• _Source data_
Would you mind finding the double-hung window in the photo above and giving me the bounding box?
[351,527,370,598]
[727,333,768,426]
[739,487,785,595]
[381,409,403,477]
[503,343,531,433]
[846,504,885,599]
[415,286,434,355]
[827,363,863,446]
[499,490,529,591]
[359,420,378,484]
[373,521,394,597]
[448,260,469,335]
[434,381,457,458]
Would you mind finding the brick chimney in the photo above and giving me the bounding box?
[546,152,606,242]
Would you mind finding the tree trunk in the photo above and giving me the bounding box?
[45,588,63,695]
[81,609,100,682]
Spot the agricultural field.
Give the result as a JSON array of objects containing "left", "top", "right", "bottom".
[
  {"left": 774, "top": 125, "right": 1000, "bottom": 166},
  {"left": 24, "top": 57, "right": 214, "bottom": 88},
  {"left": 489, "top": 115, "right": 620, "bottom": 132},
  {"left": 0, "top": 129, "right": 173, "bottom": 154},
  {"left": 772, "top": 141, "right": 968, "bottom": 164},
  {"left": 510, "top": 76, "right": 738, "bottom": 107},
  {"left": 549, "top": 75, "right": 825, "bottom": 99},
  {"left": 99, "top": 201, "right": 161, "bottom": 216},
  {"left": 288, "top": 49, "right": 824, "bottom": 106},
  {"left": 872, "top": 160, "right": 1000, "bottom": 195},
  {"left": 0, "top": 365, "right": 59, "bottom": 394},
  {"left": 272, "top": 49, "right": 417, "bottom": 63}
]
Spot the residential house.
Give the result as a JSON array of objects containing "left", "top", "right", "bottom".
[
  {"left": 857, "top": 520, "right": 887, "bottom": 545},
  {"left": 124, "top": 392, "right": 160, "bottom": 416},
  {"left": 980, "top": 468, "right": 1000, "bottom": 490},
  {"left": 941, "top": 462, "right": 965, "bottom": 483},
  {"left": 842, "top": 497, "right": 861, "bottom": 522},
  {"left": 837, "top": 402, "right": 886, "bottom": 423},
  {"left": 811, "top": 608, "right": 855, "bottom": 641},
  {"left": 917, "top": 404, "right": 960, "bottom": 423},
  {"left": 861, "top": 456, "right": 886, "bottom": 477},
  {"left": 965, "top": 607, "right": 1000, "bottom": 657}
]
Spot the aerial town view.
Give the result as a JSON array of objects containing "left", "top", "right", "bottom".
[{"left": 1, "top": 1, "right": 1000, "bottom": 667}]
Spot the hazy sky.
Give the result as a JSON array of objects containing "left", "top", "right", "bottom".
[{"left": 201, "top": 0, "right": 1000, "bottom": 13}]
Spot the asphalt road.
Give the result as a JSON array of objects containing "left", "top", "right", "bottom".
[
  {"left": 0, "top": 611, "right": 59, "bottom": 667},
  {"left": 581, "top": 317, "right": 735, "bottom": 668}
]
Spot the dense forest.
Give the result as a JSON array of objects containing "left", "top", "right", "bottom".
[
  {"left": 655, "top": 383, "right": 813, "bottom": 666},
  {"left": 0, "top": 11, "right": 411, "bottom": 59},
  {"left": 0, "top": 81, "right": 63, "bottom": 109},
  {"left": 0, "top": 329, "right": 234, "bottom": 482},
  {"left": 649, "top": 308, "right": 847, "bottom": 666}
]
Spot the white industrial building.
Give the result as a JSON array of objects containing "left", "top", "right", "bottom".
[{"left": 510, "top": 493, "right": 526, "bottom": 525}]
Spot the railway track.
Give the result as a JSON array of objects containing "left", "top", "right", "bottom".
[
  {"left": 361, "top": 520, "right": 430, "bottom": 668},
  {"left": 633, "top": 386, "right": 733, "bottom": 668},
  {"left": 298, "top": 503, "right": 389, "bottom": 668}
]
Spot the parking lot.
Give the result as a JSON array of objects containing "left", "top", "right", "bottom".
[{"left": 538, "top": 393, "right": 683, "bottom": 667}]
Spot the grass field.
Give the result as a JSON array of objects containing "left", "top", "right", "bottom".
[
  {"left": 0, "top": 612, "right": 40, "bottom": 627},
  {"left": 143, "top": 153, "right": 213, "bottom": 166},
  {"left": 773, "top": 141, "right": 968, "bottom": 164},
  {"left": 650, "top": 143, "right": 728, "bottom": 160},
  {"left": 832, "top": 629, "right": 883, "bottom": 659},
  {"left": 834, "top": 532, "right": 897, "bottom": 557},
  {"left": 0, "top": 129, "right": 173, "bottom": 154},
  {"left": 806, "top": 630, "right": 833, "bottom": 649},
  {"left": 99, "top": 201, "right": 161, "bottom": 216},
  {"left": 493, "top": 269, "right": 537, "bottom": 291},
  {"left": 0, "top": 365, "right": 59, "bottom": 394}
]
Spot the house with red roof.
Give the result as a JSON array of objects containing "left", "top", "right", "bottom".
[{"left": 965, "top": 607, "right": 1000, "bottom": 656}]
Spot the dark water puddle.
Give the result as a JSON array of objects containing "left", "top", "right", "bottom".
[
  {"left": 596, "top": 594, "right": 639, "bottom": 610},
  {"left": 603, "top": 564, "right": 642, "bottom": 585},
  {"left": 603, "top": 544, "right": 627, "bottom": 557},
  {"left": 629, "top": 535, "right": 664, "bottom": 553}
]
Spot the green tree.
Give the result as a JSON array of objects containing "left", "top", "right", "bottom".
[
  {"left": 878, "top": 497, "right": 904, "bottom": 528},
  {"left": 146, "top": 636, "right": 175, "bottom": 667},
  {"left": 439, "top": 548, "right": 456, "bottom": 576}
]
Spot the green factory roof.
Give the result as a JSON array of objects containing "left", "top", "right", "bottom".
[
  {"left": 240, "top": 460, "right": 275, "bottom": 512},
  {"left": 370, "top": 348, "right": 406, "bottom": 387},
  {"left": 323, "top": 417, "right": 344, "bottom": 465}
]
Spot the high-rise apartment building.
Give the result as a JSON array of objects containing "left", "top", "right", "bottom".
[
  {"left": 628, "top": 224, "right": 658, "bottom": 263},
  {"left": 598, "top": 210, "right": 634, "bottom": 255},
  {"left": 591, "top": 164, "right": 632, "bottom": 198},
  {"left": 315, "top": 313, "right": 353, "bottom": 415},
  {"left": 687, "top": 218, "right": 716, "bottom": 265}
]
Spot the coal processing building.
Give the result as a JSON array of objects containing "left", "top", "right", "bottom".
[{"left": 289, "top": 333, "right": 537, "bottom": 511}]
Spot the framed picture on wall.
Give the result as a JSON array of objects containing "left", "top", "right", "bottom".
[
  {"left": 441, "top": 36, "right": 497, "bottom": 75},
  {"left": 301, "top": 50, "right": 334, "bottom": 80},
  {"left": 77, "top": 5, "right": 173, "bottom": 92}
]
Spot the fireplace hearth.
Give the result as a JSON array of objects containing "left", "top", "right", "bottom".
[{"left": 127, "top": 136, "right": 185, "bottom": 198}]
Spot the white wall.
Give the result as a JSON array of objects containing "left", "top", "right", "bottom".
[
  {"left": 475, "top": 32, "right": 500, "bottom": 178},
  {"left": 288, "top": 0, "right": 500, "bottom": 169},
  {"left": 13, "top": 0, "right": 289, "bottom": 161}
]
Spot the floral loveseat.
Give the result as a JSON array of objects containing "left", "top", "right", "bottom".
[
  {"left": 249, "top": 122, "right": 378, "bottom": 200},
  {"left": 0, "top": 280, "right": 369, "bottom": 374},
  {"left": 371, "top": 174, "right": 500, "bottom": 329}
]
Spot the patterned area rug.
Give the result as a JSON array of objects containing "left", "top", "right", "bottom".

• _Description of the task_
Only lines with the string "wall" are wanted; please find each one in the listing and copy it.

• _Completed exercise_
Spot the framed picture on wall.
Spot the white wall.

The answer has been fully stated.